━━ DATA PROVIDED ━━
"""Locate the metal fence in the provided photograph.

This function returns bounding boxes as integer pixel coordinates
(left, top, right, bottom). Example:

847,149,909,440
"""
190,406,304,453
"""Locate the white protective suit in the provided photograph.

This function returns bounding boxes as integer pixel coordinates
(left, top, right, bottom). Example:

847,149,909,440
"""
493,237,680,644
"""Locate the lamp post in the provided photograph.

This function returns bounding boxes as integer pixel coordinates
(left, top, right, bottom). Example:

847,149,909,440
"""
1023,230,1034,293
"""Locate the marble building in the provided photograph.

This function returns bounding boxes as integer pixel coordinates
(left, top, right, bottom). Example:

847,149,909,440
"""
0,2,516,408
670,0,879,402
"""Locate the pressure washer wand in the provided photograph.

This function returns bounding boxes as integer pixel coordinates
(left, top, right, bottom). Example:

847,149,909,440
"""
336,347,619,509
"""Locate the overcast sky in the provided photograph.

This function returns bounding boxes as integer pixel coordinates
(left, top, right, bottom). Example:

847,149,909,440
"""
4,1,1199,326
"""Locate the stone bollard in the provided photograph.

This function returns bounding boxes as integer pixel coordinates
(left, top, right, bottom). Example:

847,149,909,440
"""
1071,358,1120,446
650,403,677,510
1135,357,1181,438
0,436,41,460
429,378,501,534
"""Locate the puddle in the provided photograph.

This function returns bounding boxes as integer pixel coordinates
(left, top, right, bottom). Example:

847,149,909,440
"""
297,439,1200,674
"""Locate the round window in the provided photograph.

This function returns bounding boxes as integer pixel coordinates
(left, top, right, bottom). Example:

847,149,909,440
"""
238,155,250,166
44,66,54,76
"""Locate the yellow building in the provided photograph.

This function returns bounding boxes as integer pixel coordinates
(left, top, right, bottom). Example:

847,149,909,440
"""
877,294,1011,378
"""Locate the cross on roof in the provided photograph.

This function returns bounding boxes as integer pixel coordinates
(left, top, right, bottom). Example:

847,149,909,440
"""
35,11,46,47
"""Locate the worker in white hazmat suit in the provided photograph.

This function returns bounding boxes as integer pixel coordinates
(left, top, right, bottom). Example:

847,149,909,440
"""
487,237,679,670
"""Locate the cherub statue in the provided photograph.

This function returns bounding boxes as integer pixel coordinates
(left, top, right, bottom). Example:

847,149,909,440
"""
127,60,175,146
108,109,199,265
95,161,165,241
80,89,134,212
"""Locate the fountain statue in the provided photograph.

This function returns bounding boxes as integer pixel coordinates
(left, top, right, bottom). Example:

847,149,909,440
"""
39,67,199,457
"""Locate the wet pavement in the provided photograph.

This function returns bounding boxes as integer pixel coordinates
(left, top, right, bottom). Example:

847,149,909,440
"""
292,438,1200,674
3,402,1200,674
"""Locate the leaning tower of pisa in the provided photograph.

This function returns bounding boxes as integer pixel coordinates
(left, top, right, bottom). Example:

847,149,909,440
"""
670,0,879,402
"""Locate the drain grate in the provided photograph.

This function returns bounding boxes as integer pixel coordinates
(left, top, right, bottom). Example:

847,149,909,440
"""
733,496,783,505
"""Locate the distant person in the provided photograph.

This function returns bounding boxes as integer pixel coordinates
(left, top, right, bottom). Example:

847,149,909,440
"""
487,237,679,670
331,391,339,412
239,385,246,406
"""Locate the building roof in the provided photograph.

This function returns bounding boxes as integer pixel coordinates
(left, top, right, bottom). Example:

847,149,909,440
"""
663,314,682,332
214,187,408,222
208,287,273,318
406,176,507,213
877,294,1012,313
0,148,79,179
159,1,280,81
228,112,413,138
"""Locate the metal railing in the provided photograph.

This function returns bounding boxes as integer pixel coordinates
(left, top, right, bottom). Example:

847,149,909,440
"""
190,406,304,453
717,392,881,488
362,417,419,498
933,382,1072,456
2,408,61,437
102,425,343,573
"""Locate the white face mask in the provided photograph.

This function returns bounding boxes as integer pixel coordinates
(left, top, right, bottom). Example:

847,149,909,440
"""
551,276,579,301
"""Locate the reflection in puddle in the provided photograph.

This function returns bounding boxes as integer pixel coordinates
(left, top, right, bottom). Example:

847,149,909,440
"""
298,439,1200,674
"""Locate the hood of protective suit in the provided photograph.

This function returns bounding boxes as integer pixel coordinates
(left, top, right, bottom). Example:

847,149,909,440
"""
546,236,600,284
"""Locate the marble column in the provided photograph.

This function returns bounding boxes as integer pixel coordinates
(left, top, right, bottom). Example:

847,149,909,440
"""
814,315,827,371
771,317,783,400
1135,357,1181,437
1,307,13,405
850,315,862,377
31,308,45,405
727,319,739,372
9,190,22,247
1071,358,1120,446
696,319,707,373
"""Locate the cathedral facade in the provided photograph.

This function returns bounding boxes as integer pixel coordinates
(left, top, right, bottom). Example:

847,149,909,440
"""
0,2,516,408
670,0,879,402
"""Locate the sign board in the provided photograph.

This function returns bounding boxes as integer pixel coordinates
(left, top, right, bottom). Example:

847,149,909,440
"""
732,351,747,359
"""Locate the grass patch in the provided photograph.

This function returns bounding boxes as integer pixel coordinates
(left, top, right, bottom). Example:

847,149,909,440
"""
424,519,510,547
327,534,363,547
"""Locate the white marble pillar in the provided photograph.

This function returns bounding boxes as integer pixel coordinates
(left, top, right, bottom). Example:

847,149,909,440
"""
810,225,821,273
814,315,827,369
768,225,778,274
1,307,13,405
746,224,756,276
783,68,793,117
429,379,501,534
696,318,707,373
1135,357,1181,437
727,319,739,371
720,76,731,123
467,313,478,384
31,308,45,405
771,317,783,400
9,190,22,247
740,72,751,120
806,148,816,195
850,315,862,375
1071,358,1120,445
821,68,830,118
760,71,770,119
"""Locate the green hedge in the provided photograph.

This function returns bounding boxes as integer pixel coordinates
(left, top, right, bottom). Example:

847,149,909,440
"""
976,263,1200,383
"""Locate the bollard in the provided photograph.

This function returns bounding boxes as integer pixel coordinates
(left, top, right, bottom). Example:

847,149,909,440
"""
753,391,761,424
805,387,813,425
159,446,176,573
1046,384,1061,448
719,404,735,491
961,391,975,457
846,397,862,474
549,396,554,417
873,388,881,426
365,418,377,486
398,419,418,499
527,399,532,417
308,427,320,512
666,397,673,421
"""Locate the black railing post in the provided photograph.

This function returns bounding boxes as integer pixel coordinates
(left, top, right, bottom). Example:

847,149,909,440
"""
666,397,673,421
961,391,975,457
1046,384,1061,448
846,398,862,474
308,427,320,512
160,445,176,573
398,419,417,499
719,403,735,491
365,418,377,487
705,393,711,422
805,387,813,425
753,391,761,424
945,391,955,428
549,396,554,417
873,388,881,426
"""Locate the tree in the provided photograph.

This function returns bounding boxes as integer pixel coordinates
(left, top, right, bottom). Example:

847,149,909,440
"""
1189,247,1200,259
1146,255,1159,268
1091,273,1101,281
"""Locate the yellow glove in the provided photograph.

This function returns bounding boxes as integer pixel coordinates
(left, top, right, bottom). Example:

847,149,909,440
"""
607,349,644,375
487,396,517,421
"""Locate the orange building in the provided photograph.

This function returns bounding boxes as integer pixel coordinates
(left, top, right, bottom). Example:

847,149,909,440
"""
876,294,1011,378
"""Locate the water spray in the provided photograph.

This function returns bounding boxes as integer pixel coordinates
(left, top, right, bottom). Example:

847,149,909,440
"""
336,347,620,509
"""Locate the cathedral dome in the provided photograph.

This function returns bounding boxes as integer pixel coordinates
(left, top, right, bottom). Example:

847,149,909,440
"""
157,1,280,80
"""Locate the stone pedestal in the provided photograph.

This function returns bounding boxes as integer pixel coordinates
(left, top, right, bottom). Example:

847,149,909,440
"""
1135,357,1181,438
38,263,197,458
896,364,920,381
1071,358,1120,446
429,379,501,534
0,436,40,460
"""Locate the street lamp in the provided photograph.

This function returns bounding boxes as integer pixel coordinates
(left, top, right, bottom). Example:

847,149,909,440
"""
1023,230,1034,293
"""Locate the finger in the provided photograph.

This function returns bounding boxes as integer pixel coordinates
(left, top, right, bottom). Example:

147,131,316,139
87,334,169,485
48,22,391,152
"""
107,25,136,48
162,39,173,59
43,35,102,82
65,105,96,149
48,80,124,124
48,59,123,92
━━━
> [WORK ITEM] After reading the entries above, report the number of lines that include the string "white". Give no other text.

> [SOLUTION FOR THIS PROBLEM] 4